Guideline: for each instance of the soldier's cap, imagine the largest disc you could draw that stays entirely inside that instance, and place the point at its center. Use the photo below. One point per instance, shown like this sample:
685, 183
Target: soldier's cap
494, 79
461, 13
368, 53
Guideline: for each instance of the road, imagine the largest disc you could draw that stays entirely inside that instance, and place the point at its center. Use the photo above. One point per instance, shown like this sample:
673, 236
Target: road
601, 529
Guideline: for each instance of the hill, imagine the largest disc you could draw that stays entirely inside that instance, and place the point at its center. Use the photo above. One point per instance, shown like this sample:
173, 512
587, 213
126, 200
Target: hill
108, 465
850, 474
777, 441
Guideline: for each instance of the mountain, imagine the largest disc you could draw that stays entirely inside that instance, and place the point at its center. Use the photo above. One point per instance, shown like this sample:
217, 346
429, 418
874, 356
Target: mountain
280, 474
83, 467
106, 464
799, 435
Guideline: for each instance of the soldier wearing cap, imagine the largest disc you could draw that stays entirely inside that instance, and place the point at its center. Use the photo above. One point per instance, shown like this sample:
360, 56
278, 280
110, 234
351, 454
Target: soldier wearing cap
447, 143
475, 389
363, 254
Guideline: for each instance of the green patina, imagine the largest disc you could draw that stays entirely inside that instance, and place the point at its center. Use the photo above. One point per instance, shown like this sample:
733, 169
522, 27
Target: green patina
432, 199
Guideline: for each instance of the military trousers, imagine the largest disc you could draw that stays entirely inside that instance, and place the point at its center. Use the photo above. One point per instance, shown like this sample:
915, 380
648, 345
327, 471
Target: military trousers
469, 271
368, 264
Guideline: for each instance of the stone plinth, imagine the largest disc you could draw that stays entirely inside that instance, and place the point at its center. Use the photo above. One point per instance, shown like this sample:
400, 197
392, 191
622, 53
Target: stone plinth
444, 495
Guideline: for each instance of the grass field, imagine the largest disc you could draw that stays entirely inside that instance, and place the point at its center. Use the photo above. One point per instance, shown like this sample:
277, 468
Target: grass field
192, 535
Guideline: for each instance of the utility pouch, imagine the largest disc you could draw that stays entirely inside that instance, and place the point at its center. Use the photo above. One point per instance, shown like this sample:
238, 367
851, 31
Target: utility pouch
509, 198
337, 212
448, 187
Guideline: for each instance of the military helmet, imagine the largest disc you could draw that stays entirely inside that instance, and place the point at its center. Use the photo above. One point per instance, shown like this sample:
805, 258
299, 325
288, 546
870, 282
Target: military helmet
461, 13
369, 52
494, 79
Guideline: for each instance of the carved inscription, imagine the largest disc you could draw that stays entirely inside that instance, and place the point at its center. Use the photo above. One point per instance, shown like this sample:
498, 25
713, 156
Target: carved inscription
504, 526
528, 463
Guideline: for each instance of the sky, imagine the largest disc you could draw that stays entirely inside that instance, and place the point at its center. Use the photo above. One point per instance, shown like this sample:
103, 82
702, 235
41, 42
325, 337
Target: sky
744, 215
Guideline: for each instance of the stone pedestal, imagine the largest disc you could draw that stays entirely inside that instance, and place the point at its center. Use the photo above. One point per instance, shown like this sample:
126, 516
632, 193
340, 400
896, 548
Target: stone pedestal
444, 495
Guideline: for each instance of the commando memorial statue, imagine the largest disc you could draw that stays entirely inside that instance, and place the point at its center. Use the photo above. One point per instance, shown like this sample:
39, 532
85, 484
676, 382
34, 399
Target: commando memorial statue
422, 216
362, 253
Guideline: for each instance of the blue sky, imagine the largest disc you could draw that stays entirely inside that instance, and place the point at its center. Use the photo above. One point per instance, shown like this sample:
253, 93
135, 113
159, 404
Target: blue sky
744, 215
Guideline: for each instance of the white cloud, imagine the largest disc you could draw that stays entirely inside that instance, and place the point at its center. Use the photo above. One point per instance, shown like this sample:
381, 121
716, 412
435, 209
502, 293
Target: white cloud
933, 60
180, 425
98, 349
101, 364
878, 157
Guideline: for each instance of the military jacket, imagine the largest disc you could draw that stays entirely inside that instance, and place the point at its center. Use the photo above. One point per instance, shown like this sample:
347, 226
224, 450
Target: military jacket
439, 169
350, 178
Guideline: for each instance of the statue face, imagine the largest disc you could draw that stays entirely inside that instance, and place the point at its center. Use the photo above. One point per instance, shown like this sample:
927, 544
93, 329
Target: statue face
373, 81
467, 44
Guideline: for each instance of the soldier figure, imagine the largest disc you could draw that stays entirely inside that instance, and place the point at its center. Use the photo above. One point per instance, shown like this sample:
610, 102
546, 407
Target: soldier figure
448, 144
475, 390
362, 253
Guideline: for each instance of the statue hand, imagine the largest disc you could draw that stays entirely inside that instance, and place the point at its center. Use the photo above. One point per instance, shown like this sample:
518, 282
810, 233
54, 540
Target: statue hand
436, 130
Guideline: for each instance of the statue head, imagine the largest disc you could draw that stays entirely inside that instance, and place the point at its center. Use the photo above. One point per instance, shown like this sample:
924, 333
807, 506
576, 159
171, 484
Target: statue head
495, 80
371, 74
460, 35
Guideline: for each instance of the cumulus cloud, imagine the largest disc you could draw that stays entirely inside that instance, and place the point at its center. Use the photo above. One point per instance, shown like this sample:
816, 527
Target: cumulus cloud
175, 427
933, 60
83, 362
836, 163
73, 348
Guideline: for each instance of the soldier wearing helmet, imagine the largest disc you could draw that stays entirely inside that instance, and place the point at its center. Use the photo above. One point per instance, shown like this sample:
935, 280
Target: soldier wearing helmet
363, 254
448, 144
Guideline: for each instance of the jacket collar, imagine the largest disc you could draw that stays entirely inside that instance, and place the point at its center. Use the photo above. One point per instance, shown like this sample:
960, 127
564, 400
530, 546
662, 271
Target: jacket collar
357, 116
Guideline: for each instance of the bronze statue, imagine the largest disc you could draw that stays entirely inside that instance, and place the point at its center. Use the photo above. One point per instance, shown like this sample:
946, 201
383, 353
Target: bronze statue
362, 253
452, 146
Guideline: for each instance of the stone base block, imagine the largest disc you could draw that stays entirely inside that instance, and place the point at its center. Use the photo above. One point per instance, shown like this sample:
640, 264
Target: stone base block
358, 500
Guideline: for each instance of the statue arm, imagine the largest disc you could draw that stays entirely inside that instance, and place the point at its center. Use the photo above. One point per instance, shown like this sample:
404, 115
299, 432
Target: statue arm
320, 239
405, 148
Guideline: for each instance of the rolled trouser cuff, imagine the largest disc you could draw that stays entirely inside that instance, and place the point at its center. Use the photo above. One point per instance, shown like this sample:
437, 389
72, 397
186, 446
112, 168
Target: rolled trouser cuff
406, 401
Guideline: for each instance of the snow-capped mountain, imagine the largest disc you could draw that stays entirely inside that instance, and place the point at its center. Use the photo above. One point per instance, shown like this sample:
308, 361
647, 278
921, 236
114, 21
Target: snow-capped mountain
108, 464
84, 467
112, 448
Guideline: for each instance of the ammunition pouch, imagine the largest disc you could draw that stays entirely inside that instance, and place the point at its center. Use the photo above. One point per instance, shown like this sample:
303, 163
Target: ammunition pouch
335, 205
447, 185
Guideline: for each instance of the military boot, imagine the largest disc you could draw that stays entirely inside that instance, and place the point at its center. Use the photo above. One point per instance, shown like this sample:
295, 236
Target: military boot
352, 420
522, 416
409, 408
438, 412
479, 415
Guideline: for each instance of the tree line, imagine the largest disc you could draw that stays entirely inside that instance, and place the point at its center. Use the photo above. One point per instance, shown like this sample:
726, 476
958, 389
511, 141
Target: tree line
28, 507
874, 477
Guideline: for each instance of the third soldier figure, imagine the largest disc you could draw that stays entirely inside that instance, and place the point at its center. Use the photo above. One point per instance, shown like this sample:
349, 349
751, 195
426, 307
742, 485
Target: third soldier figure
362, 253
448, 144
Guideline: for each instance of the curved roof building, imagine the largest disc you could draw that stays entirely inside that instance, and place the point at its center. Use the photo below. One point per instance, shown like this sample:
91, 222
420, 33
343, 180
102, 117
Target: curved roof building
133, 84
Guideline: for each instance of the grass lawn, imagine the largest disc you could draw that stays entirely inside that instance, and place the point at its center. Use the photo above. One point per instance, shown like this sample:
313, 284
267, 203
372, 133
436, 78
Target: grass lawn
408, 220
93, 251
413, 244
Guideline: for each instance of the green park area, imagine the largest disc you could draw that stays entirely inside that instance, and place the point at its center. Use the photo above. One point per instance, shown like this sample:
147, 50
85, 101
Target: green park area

# ACTIVITY:
For each line above that contains "below", add one to a count, then state only the final number.

# EXERCISE SOLUTION:
2